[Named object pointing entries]

>>>

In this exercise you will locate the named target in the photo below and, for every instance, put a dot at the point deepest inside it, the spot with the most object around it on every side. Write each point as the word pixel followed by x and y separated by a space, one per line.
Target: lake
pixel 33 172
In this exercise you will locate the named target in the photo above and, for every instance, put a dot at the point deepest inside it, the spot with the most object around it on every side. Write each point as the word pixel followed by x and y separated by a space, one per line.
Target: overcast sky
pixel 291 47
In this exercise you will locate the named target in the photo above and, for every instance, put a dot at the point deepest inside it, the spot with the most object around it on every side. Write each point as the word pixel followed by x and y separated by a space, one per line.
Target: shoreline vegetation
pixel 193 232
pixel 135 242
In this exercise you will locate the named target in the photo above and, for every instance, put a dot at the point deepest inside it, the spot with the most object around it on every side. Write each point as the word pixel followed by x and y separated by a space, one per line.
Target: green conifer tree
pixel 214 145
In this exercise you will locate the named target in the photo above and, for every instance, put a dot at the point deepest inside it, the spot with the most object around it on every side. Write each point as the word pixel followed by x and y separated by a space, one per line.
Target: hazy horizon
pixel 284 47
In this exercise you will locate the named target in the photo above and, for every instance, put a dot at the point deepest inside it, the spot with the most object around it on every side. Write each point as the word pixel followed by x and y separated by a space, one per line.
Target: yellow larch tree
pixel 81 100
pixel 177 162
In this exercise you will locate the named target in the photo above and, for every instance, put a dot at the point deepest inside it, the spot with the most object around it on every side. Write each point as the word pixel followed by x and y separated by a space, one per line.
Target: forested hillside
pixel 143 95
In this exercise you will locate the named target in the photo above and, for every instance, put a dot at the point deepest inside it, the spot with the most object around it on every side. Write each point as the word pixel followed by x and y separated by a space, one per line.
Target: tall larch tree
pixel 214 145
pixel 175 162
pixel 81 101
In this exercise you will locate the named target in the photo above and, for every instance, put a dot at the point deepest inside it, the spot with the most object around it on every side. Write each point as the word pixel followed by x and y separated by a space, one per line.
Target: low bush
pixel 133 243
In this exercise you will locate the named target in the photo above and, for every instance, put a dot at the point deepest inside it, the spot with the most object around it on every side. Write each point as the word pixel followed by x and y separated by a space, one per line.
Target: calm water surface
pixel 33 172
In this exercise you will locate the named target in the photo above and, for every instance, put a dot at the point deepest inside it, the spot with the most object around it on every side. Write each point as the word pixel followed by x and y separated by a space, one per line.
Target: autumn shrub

<<<

§ PROBLEM DETAILS
Copy all the items above word for word, from the first line to the last.

§ IN RESPONSE
In this exercise you will locate the named target in the photo below and, for every instance, put a dot at the point deepest inside it, the spot with the most object around it on every side. Write each point as the word pixel followed by x and y separated by a space, one per line.
Target: lake
pixel 33 172
In this exercise you will locate the named target in the photo above and, for every instance, put a dot at the point deepest inside it, the spot with the most object around it on every side. Write each point as the word pixel followed by x and y separated by a space, one per line.
Target: overcast sky
pixel 291 47
In this exercise you will locate the named target in the photo above and, for every instance, put a dot at the point deepest inside it, the spot with the most object around it on every side. Write each point as the word pixel followed by x and y separated by a space, one per line.
Target: shoreline vegetation
pixel 193 232
pixel 135 242
In this exercise you will locate the named target in the photo above and, for every instance, put a dot at the point deepest inside it, the spot with the most object around it on every side. Write each point as the word pixel followed by x and y separated by a space, one per line.
Target: green conifer tree
pixel 214 145
In this exercise you will locate the named target in the photo above and, for every instance, put a dot at the point deepest inside it, the spot with the most object around it on every side. Write each point as the word pixel followed by x and y separated by a space, one per line.
Target: hazy horizon
pixel 284 47
In this exercise you will locate the named target in the photo above and, for every instance, put a dot at the point deepest inside it, the spot with the most object around it on every side. Write each point as the word pixel followed by x and y separated by a space, one per line.
Target: yellow larch tree
pixel 81 100
pixel 177 162
In this exercise you will locate the named target in the photo above and, for every instance, put a dot at the point deepest inside it, the spot with the most object around it on every side. Write each point as the word pixel followed by x and y separated by a space, one per line.
Target: forested hillside
pixel 143 95
In this exercise you will locate the named target in the photo above and, for every instance, put a dot at the point deepest inside it, the spot with the most object around it on every side. Write each point as the word pixel followed by x and y separated by a space, one per line.
Target: tall larch tree
pixel 214 145
pixel 175 162
pixel 81 101
In this exercise you will locate the named target in the photo above and, for every instance, put a dot at the point deepest inside it, the spot with the most object around it on every side. Write each point as the word pixel followed by x and y separated by a space, one per line.
Target: low bush
pixel 133 243
In this exercise you will locate the named target in the photo above and, for every instance, put a dot at the point deepest inside it, the spot with the most object around it on every side. Write each point as the word pixel followed by x and y separated by a space, one per line.
Target: calm water surface
pixel 33 172
In this exercise you will locate the named target in the photo above and, for every instance, put a dot at the point deepest inside it, the spot with the most object around it on every side. Write each point as the word pixel followed by x and y separated by a space, one per line.
Target: autumn shrub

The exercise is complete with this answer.